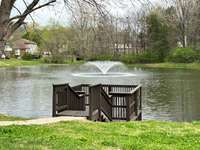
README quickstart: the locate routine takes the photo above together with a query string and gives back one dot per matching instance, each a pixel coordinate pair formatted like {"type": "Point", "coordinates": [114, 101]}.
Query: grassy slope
{"type": "Point", "coordinates": [195, 66]}
{"type": "Point", "coordinates": [9, 118]}
{"type": "Point", "coordinates": [16, 62]}
{"type": "Point", "coordinates": [149, 135]}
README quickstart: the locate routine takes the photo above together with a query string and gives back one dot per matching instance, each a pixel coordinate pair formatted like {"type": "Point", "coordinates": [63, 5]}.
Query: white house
{"type": "Point", "coordinates": [23, 46]}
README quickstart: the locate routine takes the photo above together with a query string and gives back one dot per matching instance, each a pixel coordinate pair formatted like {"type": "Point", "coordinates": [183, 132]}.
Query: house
{"type": "Point", "coordinates": [8, 50]}
{"type": "Point", "coordinates": [23, 46]}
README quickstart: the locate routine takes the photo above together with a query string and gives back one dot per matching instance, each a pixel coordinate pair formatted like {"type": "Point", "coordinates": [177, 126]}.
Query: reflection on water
{"type": "Point", "coordinates": [167, 94]}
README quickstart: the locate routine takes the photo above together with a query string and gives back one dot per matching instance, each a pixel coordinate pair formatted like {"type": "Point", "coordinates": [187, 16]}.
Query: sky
{"type": "Point", "coordinates": [60, 14]}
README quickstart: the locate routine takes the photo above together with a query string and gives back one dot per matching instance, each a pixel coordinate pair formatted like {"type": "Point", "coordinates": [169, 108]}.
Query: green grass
{"type": "Point", "coordinates": [195, 66]}
{"type": "Point", "coordinates": [9, 118]}
{"type": "Point", "coordinates": [147, 135]}
{"type": "Point", "coordinates": [17, 62]}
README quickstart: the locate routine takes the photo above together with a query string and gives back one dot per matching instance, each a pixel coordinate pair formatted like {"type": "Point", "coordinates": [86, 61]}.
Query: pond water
{"type": "Point", "coordinates": [168, 94]}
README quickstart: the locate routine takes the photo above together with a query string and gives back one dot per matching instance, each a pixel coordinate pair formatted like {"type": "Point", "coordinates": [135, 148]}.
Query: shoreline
{"type": "Point", "coordinates": [166, 65]}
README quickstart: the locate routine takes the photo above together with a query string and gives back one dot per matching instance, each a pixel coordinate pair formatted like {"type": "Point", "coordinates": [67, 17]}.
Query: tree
{"type": "Point", "coordinates": [157, 34]}
{"type": "Point", "coordinates": [184, 13]}
{"type": "Point", "coordinates": [9, 24]}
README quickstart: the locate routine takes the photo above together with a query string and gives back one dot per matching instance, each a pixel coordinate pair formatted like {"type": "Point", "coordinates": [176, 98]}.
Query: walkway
{"type": "Point", "coordinates": [42, 121]}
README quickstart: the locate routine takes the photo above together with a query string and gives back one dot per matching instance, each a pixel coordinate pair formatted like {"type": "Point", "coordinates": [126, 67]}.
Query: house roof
{"type": "Point", "coordinates": [23, 44]}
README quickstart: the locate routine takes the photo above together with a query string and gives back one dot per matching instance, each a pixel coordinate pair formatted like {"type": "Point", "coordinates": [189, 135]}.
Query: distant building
{"type": "Point", "coordinates": [123, 48]}
{"type": "Point", "coordinates": [23, 46]}
{"type": "Point", "coordinates": [8, 50]}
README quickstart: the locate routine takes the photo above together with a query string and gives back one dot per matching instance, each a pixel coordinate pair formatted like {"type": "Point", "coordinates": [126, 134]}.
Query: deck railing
{"type": "Point", "coordinates": [116, 102]}
{"type": "Point", "coordinates": [66, 98]}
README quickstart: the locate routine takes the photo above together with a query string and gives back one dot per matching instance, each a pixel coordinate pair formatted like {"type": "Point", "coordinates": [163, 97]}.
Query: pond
{"type": "Point", "coordinates": [168, 94]}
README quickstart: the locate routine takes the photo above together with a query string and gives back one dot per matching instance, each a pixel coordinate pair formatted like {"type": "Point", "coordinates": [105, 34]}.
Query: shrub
{"type": "Point", "coordinates": [27, 56]}
{"type": "Point", "coordinates": [54, 59]}
{"type": "Point", "coordinates": [147, 57]}
{"type": "Point", "coordinates": [183, 55]}
{"type": "Point", "coordinates": [101, 57]}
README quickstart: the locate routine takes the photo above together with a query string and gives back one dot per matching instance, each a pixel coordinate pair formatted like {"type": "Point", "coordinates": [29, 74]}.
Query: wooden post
{"type": "Point", "coordinates": [127, 109]}
{"type": "Point", "coordinates": [54, 103]}
{"type": "Point", "coordinates": [140, 115]}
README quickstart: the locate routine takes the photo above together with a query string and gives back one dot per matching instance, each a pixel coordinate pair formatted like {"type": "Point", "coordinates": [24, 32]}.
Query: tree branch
{"type": "Point", "coordinates": [28, 10]}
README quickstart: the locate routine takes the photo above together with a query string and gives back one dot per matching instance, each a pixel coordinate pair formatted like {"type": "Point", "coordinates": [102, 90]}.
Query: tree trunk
{"type": "Point", "coordinates": [2, 46]}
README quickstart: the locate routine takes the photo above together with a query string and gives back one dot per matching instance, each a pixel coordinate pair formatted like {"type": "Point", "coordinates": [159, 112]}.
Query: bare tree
{"type": "Point", "coordinates": [9, 24]}
{"type": "Point", "coordinates": [184, 11]}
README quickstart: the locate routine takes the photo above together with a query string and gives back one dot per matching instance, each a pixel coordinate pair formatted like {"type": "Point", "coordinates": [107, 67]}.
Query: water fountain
{"type": "Point", "coordinates": [104, 68]}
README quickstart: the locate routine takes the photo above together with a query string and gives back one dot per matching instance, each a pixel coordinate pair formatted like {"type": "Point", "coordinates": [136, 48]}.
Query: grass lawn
{"type": "Point", "coordinates": [9, 118]}
{"type": "Point", "coordinates": [195, 66]}
{"type": "Point", "coordinates": [19, 62]}
{"type": "Point", "coordinates": [147, 135]}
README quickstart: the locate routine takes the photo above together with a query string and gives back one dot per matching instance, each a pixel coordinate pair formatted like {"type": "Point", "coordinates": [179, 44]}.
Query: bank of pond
{"type": "Point", "coordinates": [146, 135]}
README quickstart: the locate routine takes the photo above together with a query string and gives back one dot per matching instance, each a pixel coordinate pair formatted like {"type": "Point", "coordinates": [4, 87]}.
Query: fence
{"type": "Point", "coordinates": [115, 102]}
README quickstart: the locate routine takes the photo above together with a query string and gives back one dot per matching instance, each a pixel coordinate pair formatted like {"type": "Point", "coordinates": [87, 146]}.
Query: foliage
{"type": "Point", "coordinates": [101, 57]}
{"type": "Point", "coordinates": [183, 55]}
{"type": "Point", "coordinates": [146, 57]}
{"type": "Point", "coordinates": [9, 118]}
{"type": "Point", "coordinates": [148, 135]}
{"type": "Point", "coordinates": [33, 35]}
{"type": "Point", "coordinates": [27, 56]}
{"type": "Point", "coordinates": [157, 35]}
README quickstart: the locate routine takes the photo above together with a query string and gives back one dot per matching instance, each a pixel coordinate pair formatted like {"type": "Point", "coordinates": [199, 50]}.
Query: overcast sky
{"type": "Point", "coordinates": [59, 13]}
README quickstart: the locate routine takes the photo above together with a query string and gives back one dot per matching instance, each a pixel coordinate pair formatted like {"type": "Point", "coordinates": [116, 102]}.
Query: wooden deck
{"type": "Point", "coordinates": [98, 102]}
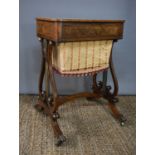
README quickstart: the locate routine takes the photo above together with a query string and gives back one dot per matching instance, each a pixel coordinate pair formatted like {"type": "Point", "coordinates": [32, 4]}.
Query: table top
{"type": "Point", "coordinates": [77, 20]}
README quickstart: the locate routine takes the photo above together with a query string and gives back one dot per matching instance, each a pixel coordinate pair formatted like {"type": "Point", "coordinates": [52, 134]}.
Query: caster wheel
{"type": "Point", "coordinates": [38, 107]}
{"type": "Point", "coordinates": [60, 140]}
{"type": "Point", "coordinates": [56, 115]}
{"type": "Point", "coordinates": [122, 123]}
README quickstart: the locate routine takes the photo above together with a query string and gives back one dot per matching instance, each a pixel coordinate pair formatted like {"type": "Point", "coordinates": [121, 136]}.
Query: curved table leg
{"type": "Point", "coordinates": [42, 95]}
{"type": "Point", "coordinates": [111, 97]}
{"type": "Point", "coordinates": [57, 131]}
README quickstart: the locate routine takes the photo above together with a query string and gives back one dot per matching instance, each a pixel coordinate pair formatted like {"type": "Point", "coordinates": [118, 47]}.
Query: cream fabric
{"type": "Point", "coordinates": [82, 57]}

▶ _EXERCISE TASK_:
Report every line of the records that contains the string "pond", matching case exactly.

▶ _ANSWER IN FULL_:
Query: pond water
Query: pond
Query: bank of pond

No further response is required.